### EXTRACT
━━━━
Subsampling: During training, the network tended to memorize positions from the games, causing serious overfitting and poor performance on unseen data. To fight this, we increased the number of games in a dataset and subsampled the positions: every fifth position (plus previous four moves) is taken from each game (randomly). For instance, from a game of 250 moves we get 50 pairs (Xy) on average. Together with data augmentation, this prevented overfitting very efficiently.

Data Augmentation: To prevent overfitting, we devised the following simple data-augmenting strategy. During training, each sample from each mini-batch was randomly transformed into one of its 8 symmetries; this is possible since board in the game of Go is symmetrical under reflection and rotation. This helps the network to build representations that are invariant to symmetry and reflection, thus improving generalization.

Equalization and Shuffling: In the training data, we made sure that all the classes have precisely the same number of examples. This makes comparison of different models easy, as it makes sure that the network is not exploiting uneven distribution of the targets.

Finally, all the training examples were shuffled well, so that all batches in the learning process have roughly the same distribution of targets, the motivation being to improve the gradient in the batches. In our experience, uneven distributions of classes among many consecutive mini-batches cause the network to exploit the irregularities, leading to poor performance.

3 Architecture and Training

The network has 4 convolutional layers followed by two fully connected layers of 128 neurons and finally a 3-way softmax layer. The first convolutional layer has filters of size \(5\times 5\), the remaining layers have filters of size \(3\times 3\). All the neurons in the network were activated using non-saturating nonlinearity \(f(x) = \max (x, 0)\), the so-called rectified linear units (ReLUs) [16]. Compared to saturating non-linear activations, such as \(\tanh \), ReLU units speed up the convergence considerably. Every convolutional layer operated on the full \(19\times 19\) input, outputs of the network were padded by zeros again to \(19\times 19\), the convolutions were applied with a stride of 1. The number of filters in the network is 512 for the first layer and 128 for all the other layers. Batch normalization [8] was used in all the convolutional layers. Batch normalization normalizes layer inputs as a part of the model, allowing higher learning rates while acting as a regularizer.
━━━━
### TASKS TO CARRY OUT
(A) Answer these questions from the passage on training a Go network:
(i) On average, how many pairs are obtained from a game of 250 moves?
(ii) Into how many symmetries was each sample randomly transformed during training?
(iii) How many filters does the first convolutional layer have?
(B) Carry on the passage on training a Go network from its final sentence.

(Dataset records)
━━━━
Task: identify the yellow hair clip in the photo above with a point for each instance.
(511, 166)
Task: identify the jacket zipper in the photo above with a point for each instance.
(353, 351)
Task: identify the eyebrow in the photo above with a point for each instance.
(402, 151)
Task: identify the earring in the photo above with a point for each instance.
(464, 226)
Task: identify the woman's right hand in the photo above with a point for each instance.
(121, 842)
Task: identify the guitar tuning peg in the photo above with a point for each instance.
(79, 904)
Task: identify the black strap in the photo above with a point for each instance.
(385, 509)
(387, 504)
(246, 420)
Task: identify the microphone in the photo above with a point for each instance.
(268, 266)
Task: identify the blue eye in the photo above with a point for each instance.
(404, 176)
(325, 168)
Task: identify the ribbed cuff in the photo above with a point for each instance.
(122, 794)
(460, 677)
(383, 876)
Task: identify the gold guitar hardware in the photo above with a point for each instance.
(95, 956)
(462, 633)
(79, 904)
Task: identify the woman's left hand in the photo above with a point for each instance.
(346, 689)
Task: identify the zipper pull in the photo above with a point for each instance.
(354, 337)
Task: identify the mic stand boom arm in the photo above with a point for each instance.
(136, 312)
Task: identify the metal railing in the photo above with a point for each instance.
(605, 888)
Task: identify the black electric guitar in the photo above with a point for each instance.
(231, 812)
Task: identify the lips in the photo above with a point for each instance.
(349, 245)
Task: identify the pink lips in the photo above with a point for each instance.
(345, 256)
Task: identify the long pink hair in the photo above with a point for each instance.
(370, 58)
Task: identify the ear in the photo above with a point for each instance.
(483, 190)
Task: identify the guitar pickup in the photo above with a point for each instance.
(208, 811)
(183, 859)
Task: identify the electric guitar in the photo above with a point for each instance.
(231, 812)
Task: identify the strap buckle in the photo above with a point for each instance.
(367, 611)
━━━━
### EXPECTED ANSWERS
(A)
(i) 50 pairs
(ii) 8
(iii) 512

(B)
All weights in the network were initialized with normalized initialization as described in [6]. In total, the network has 6,985,475 parameters, majority between the last convolutional and the first fully connected layer.

The best generalization and performance on the validation set was achieved when we trained the network in two phases, see Fig. 2. For two epochs, we had used stochastic gradient descent (SGD) with Nesterov momentum [3] of 0.8, learning rate of 0.01, and mini-batches of size 32. After this, the network was fine-tuned for 4 epochs using SGD without momentum, learning rate of 0.01 and mini-batches of size 128.

The loss function used was the categorical cross-entropy:

$$ L(t, p) = - \sum _{i}{t[i] log(p[i])},$$

where t is one-hot vector specifying the true label and p is the probability predicted by the softmax. The categorical cross-entropy basically penalizes confident (high p[i]) predictions that are wrong, and the resulting numerical outputs can thus be interpreted as class membership confidence.

Network was trained for 6 epochs and in total, the learning took 2 days on NVIDIA GeForce GTX 580 with 1.5 GB of memory. To design, test and train the model, we have used the Keras deep-learning framework [4].

4 Experiments and Results

We have performed several experiments, the baseline being the prediction from a single position. Additionally, we have investigated possibilities for aggregating multiple predictions. Finally, we investigated the dependency of accuracy on move number. All the experiments are described in paragraphs below. The results are summarized in Table 1.

Table 1. Summary of results. All accuracies reported are measured on testing data. The last column reports percentage of examples where the correct label was within top two classes. The last three rows show accuracies of aggregated predictions from a single game. Label Augmented indicates that prediction was made from 8 symmetrical board positions and averaged, instead of simply predicting from the position alone. Label Cropped indicates that only predictions from move 30 on were taken.

Predictions from Single Position: Firstly, we measured the baseline accuracy of prediction for single positions, which is 71.5 % on testing data, the confusion matrix can be seen in Fig. 1. We further improved this accuracy by a novel trick. Since we train the network on augmented positions (8 symmetries), the network should be roughly invariant under reflection and rotation. Therefore, it makes sense to present the network with all 8 symmetrical copies of a single position and average the resulting predictions. This improves the accuracy by roughly 1 %. The intuition why this works is that the symmetrical positions essentially form an ensemble, averaging out outliers.

Aggregating Predictions: Another interesting thing to study is how to improve accuracy by aggregating multiple predictions. A natural way is to sum up predictions from individual positions and then take the class with the maximal sum (accuracy of 77.1 %). Another possibility we have tried is to take the most frequent (mode) class (accuracy of 76.8 %).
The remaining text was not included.